■ **Job A**:
In the passage on the fusion mechanism:
(i) What does IGAE aim to minimize?
(ii) What does $d^{\prime}$ stand for?
(iii) What value is $\beta$ initialized to?
■ **Job B**: Can you write out the listing again, renaming "Locations" to "Marked points" everywhere and leaving all else as it is?

IGAE is termed to minimize the reconstruction loss over the weighted attribute matrix and the adjacency matrix at the same time.
Structure and attribute information fusion (SAIF) module. It has two parts:
* a crossmodality dynamic fusion mechanism.
a triplet selfsupervised strategy.
The overall structure of SAIF is illustrated in Fig. 2.
Part 1 :Cross-modality Dynamic Fusion Mechanism.
This modul includes four Steps:
First, we combine the latent embedding of $\mathrm{AE} \left(\mathbf{Z}_{A E} \in \mathbb{R}^{N \times d^{\prime}}\right)$ and IGAE $\left(\mathbf{Z}_{I G A E} \in \mathbb{R}^{N \times d^{\prime}}\right)$ with a linear combination operation:
$\mathbf{Z}_{I}=\alpha \mathbf{Z}_{A E}+(1-\alpha) \mathbf{Z}_{I G A E}\quad \quad \quad (6)$
In Eq.(6)
* $d^{\prime}$ is the latent embedding dimension, and
Secondly, we process the combined information $\mathbf{Z}_{I}$ with a graph convolution-like operation. With this operation, we enhance the initial fused embedding $\mathbf{Z}_{I} \in \mathbb{R}^{N \times d^{\prime}}$ by considering the local structure within data:
$ \mathbf{Z}_{L}=\widetilde{\mathbf{A}} \mathbf{Z}_{I}\quad \quad \quad (7)$
In Eq.(7)
* $\mathbf{Z}_{L} \in \mathbb{R}^{N \times d^{\prime}}$ denotes the local structure enhanced $\mathbf{Z}_{I}$ .
Thirdly, we further introduce a self-correlated learning mechanism to exploit the non-local relationship in the preliminary information fusion space among samples.We first calculate the normalized self-correlation matrix $\mathbf{S} \in \mathbb{R}^{N \times N}$ through Eq.(8):
${\large \mathbf{S}_{i j}=\frac{e^{\left(\mathbf{Z}_{L} \mathbf{Z}_{L}^{\mathrm{T}}\right)_{i j}}}{\sum\limits _{k=1}^{N} e^{\left(\mathbf{Z}_{L} \mathbf{Z}_{L}^{\mathrm{T}}\right)_{i k}}}} \quad \quad \quad (8)$
And then ,caculate the global correlation:
$\mathbf{Z}_{G}=\mathbf{S} \mathbf{Z}_{L}$ .
Finally,we adopt a skip connection to encourage information to pass smoothly within the fusion mechanism:
$\widetilde{\mathbf{Z}}=\beta \mathbf{Z}_{G}+\mathbf{Z}_{L} \quad \quad \quad (9)$
In Eq.(9)
* $\beta$ is a scale parameter. We initialize it as $0$ and learn its weight while training the network.
Conclusion of this Part
* Technically, our cross-modality dynamic fusion mechanism considers the sample correlation in both the perspective of the local and global level. Thus, it has potential benefit on finely fusing and refining the information from both $\mathrm{AE}$ and IGAE for learning consensus latent representations.

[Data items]
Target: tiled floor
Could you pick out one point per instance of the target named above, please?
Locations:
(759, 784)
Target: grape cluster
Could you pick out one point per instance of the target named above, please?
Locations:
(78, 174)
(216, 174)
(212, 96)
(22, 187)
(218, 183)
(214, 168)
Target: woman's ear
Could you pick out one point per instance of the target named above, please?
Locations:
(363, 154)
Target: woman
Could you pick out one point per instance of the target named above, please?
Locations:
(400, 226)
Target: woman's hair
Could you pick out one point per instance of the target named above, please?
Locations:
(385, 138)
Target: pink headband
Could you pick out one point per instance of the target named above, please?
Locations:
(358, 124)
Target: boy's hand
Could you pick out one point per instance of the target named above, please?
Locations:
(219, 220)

■ **Final answer A**:
(i) The reconstruction loss over the weighted attribute matrix and the adjacency matrix at the same time.
(ii) The latent embedding dimension.
(iii) $0$.

■ **Final answer B**:
Target: tiled floor
Could you pick out one point per instance of the target named above, please?
Marked points:
(759, 784)
Target: grape cluster
Could you pick out one point per instance of the target named above, please?
Marked points:
(78, 174)
(216, 174)
(212, 96)
(22, 187)
(218, 183)
(214, 168)
Target: woman's ear
Could you pick out one point per instance of the target named above, please?
Marked points:
(363, 154)
Target: woman
Could you pick out one point per instance of the target named above, please?
Marked points:
(400, 226)
Target: woman's hair
Could you pick out one point per instance of the target named above, please?
Marked points:
(385, 138)
Target: pink headband
Could you pick out one point per instance of the target named above, please?
Marked points:
(358, 124)
Target: boy's hand
Could you pick out one point per instance of the target named above, please?
Marked points:
(219, 220)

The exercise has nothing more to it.